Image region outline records
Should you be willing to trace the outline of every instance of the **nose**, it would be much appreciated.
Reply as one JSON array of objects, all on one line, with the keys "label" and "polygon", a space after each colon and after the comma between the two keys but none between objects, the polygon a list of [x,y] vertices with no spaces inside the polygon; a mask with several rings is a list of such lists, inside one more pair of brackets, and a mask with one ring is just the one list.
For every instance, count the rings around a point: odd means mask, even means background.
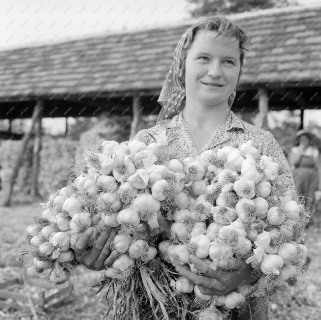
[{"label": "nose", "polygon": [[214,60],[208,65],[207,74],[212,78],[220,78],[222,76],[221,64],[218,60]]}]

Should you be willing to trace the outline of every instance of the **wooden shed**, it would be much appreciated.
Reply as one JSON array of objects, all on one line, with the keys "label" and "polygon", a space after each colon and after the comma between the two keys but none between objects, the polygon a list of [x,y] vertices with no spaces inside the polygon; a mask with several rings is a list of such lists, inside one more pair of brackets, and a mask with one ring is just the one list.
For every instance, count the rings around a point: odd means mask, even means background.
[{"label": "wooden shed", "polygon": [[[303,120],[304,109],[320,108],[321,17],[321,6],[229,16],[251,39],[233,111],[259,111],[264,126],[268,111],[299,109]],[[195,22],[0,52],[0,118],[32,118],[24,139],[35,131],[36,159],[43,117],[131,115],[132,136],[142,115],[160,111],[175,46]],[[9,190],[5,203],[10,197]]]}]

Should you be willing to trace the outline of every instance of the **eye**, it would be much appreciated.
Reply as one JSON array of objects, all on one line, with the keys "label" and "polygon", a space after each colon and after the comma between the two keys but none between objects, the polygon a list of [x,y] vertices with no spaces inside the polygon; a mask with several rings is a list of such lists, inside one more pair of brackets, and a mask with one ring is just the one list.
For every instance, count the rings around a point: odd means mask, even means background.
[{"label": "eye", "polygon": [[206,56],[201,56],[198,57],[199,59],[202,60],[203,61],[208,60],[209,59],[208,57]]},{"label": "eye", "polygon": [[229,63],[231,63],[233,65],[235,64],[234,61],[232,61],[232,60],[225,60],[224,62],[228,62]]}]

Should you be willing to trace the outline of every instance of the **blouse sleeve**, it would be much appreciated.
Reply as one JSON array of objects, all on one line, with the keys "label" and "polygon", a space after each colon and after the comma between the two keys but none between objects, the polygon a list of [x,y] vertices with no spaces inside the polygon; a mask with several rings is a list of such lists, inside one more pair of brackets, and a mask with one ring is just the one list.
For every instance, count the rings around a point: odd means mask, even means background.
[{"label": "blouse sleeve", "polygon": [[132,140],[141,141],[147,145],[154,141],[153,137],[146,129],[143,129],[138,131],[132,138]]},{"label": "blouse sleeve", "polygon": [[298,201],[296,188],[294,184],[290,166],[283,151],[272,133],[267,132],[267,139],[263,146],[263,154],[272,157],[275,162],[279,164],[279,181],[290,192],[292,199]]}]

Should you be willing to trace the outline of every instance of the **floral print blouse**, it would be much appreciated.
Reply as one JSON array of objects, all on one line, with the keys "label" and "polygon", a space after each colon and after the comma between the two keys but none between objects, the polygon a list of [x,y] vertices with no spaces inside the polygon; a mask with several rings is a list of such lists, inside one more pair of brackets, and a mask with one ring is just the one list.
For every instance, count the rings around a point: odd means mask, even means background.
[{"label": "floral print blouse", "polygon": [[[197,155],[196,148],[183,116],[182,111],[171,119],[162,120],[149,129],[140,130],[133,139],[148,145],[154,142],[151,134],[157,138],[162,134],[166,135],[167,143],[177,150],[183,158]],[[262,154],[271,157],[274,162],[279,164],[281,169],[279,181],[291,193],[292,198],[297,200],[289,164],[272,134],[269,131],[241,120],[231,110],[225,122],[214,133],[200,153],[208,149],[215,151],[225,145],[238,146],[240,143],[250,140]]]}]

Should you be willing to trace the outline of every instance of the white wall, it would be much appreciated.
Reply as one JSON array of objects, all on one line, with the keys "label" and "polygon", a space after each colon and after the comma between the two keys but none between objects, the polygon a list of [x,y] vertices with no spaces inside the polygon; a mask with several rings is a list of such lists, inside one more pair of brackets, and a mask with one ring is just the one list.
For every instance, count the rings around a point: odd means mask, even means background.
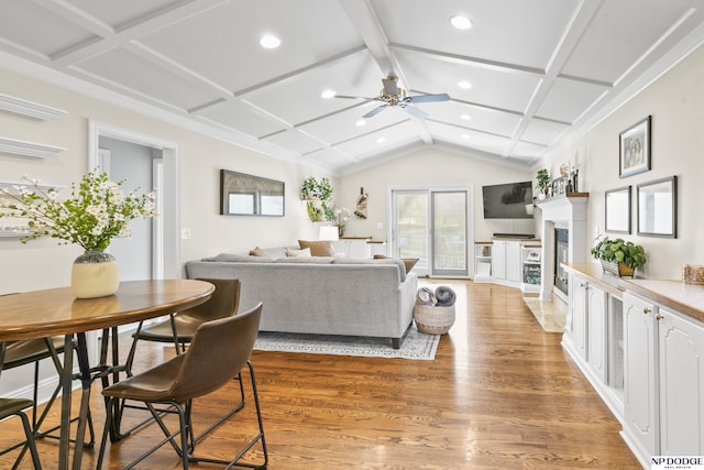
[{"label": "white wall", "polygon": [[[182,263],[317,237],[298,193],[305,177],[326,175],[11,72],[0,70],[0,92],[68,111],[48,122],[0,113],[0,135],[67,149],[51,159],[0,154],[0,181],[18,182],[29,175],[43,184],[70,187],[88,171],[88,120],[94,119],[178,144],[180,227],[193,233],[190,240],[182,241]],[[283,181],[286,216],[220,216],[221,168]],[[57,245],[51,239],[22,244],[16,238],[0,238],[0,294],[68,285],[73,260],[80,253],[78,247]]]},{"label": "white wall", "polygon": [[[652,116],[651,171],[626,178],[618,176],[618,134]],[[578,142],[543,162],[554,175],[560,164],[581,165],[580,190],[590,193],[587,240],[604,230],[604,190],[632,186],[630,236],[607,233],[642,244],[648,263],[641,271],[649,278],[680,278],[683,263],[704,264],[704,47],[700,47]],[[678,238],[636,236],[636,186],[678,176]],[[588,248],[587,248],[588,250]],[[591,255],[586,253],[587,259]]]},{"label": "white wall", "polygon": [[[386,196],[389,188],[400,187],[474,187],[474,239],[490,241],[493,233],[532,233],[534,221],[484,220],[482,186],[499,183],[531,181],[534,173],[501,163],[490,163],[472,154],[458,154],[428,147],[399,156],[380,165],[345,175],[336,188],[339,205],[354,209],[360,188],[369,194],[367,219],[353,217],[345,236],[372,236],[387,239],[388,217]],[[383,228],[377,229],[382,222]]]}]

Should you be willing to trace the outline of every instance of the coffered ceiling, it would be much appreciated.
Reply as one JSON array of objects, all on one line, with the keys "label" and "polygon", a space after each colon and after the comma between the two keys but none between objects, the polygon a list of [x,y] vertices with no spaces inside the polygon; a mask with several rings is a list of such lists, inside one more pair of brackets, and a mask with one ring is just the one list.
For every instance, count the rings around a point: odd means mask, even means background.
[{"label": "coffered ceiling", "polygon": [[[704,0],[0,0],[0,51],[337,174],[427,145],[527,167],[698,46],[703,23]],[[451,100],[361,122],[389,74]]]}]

## BRIEF
Skip the images and write out the rest of the listing exactly.

## FINISHED TASK
Should you be willing to trace the outline of every instance of the **nose**, it would be much appreciated.
Reply as one JSON array of objects, all on one line, with the keys "label" and "polygon", a space after each colon and after the comma between the two keys but none between objects, the polygon a list of [x,y] vertices with no spaces inside the polygon; a mask with several rings is a list of such lists, inside one more pair of brackets, and a mask with one ring is just the one list.
For every instance, count the rings around a point: odd means mask, even means background.
[{"label": "nose", "polygon": [[214,60],[208,65],[207,74],[212,78],[220,78],[222,76],[221,64],[218,60]]}]

Should you be willing to trace the outline of every instance of the **wooden shed**, it would be much appreciated.
Reply as one JSON array of objects, all on one line, with the keys "label" and "polygon", a space after each colon and after the comma between the two keys but none between objects, the polygon a list of [x,y] vertices with no spaces inside the polygon; a mask with several rings is a list of such lists, inside one more pair of brackets, and a mask with one ring is just the one list.
For every instance, count the rings around a point: odd means mask, even means background.
[{"label": "wooden shed", "polygon": [[[303,120],[304,109],[320,108],[321,17],[321,6],[229,16],[251,39],[233,111],[259,111],[264,126],[268,111],[299,109]],[[195,22],[0,52],[0,118],[32,118],[24,139],[35,131],[36,159],[43,117],[131,115],[132,136],[142,115],[160,111],[175,46]],[[9,190],[5,203],[10,197]]]}]

Should you be willing to trace the outline of every instance of the **eye**, it would be much appreciated.
Reply as one JSON array of objects, all on one line, with the keys "label" and "polygon", a space after each colon and after the comma between the two keys but none between objects, the polygon a list of [x,y] vertices with no spaces inside the polygon; a mask with several rings is a list of such lists, inside one more pair of brackets, and a mask with one ring is just the one list.
For every instance, count the rings around a point: odd means mask, even means background.
[{"label": "eye", "polygon": [[206,56],[201,56],[198,57],[199,59],[202,60],[203,61],[208,60],[209,59],[208,57]]},{"label": "eye", "polygon": [[229,63],[231,63],[233,65],[235,64],[234,61],[232,61],[232,60],[225,60],[224,62],[228,62]]}]

Should you be willing to trace the outline of every instance of the **blouse sleeve**, it would be much appreciated.
Reply as one JSON array of objects, all on one line, with the keys "label" and "polygon", a space after each colon and after the comma between the two keys but none between objects, the polygon a list of [x,y] vertices with no spaces inside the polygon; a mask with several rings is a list of such lists, inside one more pair of brackets, and a mask with one ring is just the one list.
For every instance, count the rings around a point: odd means mask, even means background.
[{"label": "blouse sleeve", "polygon": [[132,140],[141,141],[147,145],[154,141],[153,137],[146,129],[143,129],[138,131],[132,138]]},{"label": "blouse sleeve", "polygon": [[298,201],[296,188],[294,184],[290,166],[283,151],[272,133],[267,132],[267,139],[263,146],[263,154],[272,157],[275,162],[279,164],[279,181],[290,192],[292,199]]}]

Should you be willing to trace the outline of every instance of the **floral print blouse**, it would be much appreciated.
Reply as one JSON array of objects, all on one line, with the keys "label" and "polygon", a space after each colon and after the comma between the two keys but none between objects, the polygon a list of [x,y] vertices with no spaces inside the polygon; a mask with several rings is a list of such lists, inside one more pair of brackets, and a mask with one ring is just the one list.
For every instance, count the rings around a point: odd means mask, even means background.
[{"label": "floral print blouse", "polygon": [[[197,155],[196,148],[183,116],[182,111],[171,119],[162,120],[149,129],[140,130],[133,139],[148,145],[154,142],[151,134],[157,138],[162,134],[166,135],[167,143],[177,150],[183,158]],[[262,154],[271,157],[274,162],[279,164],[281,169],[279,181],[291,193],[292,198],[297,200],[289,164],[272,134],[269,131],[241,120],[231,110],[225,122],[214,133],[200,153],[208,149],[215,151],[225,145],[238,146],[240,143],[250,140]]]}]

Should you be willing to trace the outline of every instance of the white wall, it would be much appreciated.
Reply as one JSON array of objects, all on one line, with the keys "label" and "polygon", a space after each colon and after the comma between the two keys but none between objects, the polygon a list of [x,y] vertices with no spaces inside the polygon; a mask with several rings is a list of such lists, inside one more pair of brackets, and a mask with one ring is just the one list.
For every instance, count the rings around a point: odd means mask, even means background.
[{"label": "white wall", "polygon": [[[182,263],[317,237],[298,193],[305,177],[326,175],[11,72],[0,70],[0,92],[68,111],[48,122],[0,113],[0,135],[67,149],[51,159],[0,154],[0,181],[18,182],[29,175],[43,184],[70,187],[88,171],[88,120],[94,119],[178,144],[180,227],[193,233],[190,240],[182,241]],[[283,181],[286,216],[220,216],[221,168]],[[57,245],[51,239],[22,244],[16,238],[0,238],[0,294],[68,285],[73,260],[80,253],[78,247]]]},{"label": "white wall", "polygon": [[[652,116],[651,171],[626,178],[618,176],[618,134]],[[578,142],[543,162],[554,175],[560,164],[581,165],[580,190],[590,193],[587,240],[604,230],[604,190],[632,186],[630,236],[607,233],[642,244],[648,263],[641,271],[649,278],[680,278],[683,263],[704,264],[704,47],[700,47]],[[678,238],[636,236],[636,186],[678,176]],[[588,248],[587,248],[588,250]],[[591,255],[586,253],[587,259]]]},{"label": "white wall", "polygon": [[[386,196],[389,188],[400,187],[474,187],[474,239],[490,241],[493,233],[532,233],[534,221],[484,220],[482,186],[499,183],[531,181],[534,173],[501,163],[490,163],[472,154],[458,154],[428,147],[399,156],[380,165],[345,175],[336,188],[339,205],[354,209],[360,188],[369,194],[367,219],[353,217],[345,236],[372,236],[387,239],[388,217]],[[383,228],[377,229],[382,222]]]}]

Should you be willing to trace the outline of every instance of the coffered ceiling, it would be much appreciated.
Reply as one JSON array of objects, all on one line, with the keys "label" and "polygon", a space after each colon and after the comma between the two keys but none between objects, the polygon a list of [x,y] vertices with no spaces inside the polygon; a mask with several rings is a list of such lists, inside one more pair of brackets, and a mask with one ring is just the one list.
For every instance, count the rings around a point: odd means mask, even means background.
[{"label": "coffered ceiling", "polygon": [[[704,0],[0,0],[0,51],[337,174],[427,145],[527,167],[698,46],[703,23]],[[451,100],[361,122],[389,74]]]}]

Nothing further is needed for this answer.